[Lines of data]
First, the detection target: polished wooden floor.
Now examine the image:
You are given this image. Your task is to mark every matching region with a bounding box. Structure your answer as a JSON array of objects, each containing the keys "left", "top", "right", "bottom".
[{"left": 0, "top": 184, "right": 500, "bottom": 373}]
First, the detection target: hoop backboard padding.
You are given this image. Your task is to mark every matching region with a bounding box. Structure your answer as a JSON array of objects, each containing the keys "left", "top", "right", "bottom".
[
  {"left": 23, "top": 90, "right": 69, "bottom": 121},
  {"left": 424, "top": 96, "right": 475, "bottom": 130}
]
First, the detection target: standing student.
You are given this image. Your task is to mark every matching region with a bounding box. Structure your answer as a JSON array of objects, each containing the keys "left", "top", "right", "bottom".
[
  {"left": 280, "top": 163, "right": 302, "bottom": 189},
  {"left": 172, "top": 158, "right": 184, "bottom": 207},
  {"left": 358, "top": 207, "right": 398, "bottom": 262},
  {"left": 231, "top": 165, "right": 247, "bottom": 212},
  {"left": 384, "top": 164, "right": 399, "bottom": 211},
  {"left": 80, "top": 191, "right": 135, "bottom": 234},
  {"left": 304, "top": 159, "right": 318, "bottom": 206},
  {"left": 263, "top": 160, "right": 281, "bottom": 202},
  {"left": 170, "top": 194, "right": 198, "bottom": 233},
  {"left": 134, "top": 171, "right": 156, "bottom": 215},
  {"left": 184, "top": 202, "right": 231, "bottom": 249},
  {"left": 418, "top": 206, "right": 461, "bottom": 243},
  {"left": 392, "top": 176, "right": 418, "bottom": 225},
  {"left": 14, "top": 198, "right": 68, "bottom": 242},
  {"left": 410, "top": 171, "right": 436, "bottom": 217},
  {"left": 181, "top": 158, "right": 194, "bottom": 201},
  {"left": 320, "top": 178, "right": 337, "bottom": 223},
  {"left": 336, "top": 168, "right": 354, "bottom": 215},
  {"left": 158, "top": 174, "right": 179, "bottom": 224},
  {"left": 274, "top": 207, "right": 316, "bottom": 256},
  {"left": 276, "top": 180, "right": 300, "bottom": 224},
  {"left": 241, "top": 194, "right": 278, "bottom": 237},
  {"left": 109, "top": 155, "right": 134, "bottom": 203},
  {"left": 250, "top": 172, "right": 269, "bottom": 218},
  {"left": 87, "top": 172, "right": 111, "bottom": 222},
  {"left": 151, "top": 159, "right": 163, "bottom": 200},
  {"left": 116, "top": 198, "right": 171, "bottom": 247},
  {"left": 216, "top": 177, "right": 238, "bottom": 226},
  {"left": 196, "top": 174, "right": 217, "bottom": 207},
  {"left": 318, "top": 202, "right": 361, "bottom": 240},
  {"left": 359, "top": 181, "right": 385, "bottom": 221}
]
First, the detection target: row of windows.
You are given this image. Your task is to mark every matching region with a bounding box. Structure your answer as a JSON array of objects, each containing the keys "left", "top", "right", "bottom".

:: PROBLEM DETAILS ::
Please reproduce the entire listing, exactly as shown.

:: RESPONSE TO THE EXERCISE ::
First, the detection target: polished wooden floor.
Now examine the image:
You are given this image. Your task is to mark every matching region with a bounding box. Structure your answer as a JSON array of objects, each containing the keys "left", "top", "right", "bottom".
[{"left": 0, "top": 184, "right": 500, "bottom": 373}]
First, the detection target: hoop backboard padding.
You are given this image. Your task is to mark every matching region with a bounding box. Structure your answer as a JSON array of objects, each containing the keys "left", "top", "right", "bottom".
[
  {"left": 23, "top": 90, "right": 69, "bottom": 121},
  {"left": 424, "top": 96, "right": 475, "bottom": 130}
]
First, the detection target: standing student.
You are given this image. Your task is to mark every matching region with a bounding box. Structure your answer as a JSON array of objects, each containing the keys "left", "top", "right", "bottom".
[
  {"left": 280, "top": 163, "right": 302, "bottom": 189},
  {"left": 172, "top": 158, "right": 184, "bottom": 207},
  {"left": 358, "top": 207, "right": 398, "bottom": 262},
  {"left": 231, "top": 165, "right": 247, "bottom": 212},
  {"left": 384, "top": 164, "right": 399, "bottom": 211},
  {"left": 80, "top": 191, "right": 135, "bottom": 234},
  {"left": 304, "top": 159, "right": 318, "bottom": 206},
  {"left": 263, "top": 160, "right": 281, "bottom": 202},
  {"left": 170, "top": 194, "right": 198, "bottom": 233},
  {"left": 134, "top": 171, "right": 156, "bottom": 215},
  {"left": 184, "top": 202, "right": 231, "bottom": 249},
  {"left": 418, "top": 206, "right": 461, "bottom": 243},
  {"left": 392, "top": 176, "right": 418, "bottom": 225},
  {"left": 14, "top": 198, "right": 68, "bottom": 242},
  {"left": 410, "top": 171, "right": 436, "bottom": 217},
  {"left": 181, "top": 158, "right": 194, "bottom": 201},
  {"left": 320, "top": 178, "right": 337, "bottom": 223},
  {"left": 336, "top": 168, "right": 354, "bottom": 215},
  {"left": 158, "top": 174, "right": 179, "bottom": 224},
  {"left": 274, "top": 207, "right": 316, "bottom": 256},
  {"left": 276, "top": 180, "right": 300, "bottom": 224},
  {"left": 241, "top": 194, "right": 278, "bottom": 237},
  {"left": 109, "top": 155, "right": 134, "bottom": 203},
  {"left": 250, "top": 172, "right": 269, "bottom": 218},
  {"left": 87, "top": 172, "right": 111, "bottom": 222},
  {"left": 151, "top": 159, "right": 163, "bottom": 200},
  {"left": 116, "top": 198, "right": 171, "bottom": 247},
  {"left": 216, "top": 177, "right": 238, "bottom": 226},
  {"left": 196, "top": 174, "right": 217, "bottom": 207},
  {"left": 318, "top": 202, "right": 361, "bottom": 240},
  {"left": 359, "top": 181, "right": 385, "bottom": 221}
]
First, the detection target: row of windows.
You are given this image. Your task is to mark every matching region with a bounding box. Structure your answer as a JSON array of objects, each containing the keys "left", "top", "right", "bottom".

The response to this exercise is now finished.